• Directive: In the entries below, swap each occurrence of "instance" for "occurrence" and reproduce the lines otherwise unchanged.

## Start Records shown

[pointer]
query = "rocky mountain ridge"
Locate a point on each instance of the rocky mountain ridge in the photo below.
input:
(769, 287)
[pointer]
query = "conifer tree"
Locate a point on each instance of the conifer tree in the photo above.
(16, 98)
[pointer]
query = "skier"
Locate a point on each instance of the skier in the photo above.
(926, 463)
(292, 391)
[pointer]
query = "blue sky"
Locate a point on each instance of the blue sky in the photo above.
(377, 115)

## End Records shown

• Full answer:
[pointer]
query = "rocky mountain ridge"
Locate a point on each occurrence of the rocky mountain ridge in the photo below.
input:
(769, 287)
[pointer]
query = "conifer tree"
Locate a point on each occurrence of the conifer tree in the photo above.
(16, 98)
[pointer]
query = "skier"
Locate a point on each occurrence of the skier in the photo above.
(926, 463)
(292, 391)
[pointer]
query = "blue sky"
Locate a point on each occurrence of the blue sky in the photo above.
(377, 115)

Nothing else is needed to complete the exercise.